Bloc de texte:
Le juge Michael H. Tulloch a formulé des recommandations concernant la publication des précédents rapports du directeur de l’UES dans le Rapport de l’examen indépendant des organismes de surveillance de la police, lequel a été publié le 6 avril 2017.
Dans ce rapport, le juge Tulloch explique qu’étant donné que les précédents rapports n’avaient pas été rédigés au départ en vue d’être divulgués au public, il est possible qu’ils soient modifiés de façon importante pour protéger les renseignements de nature délicate qui s’y trouvent. Le juge a tenu compte du fait que divers témoins lors d’enquêtes de l’UES bénéficiaient de l’assurance de confidentialité et a donc recommandé que certains renseignements soient caviardés de manière à protéger la vie privée, la sûreté et la sécurité de ces témoins.
Conformément à la recommandation du juge Tulloch, la présente note explicative est fournie afin d’aider le lecteur à mieux comprendre les raisons pour lesquelles certains renseignements sont caviardés dans ces rapports. On a également inséré des notes tout au long des rapports pour décrire la nature des renseignements caviardés et les raisons justifiant leur caviardage.

Lignes fournies:
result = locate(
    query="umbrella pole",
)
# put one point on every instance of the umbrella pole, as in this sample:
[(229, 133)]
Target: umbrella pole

Travail demandé:
Reformulez sous forme de liste le paragraphe de la note sur le caviardage qui commence par « Dans ce rapport, le juge Tulloch explique », en gardant ses faits principaux.

Réponse:
- Les précédents rapports du directeur de l'UES n'avaient pas été rédigés au départ en vue d'être divulgués au public.
- Ils peuvent donc être modifiés de façon importante pour protéger les renseignements de nature délicate qu'ils contiennent.
- Divers témoins des enquêtes de l'UES bénéficiaient d'une assurance de confidentialité.
- Le juge Tulloch a recommandé de caviarder certains renseignements pour protéger la vie privée, la sûreté et la sécurité de ces témoins.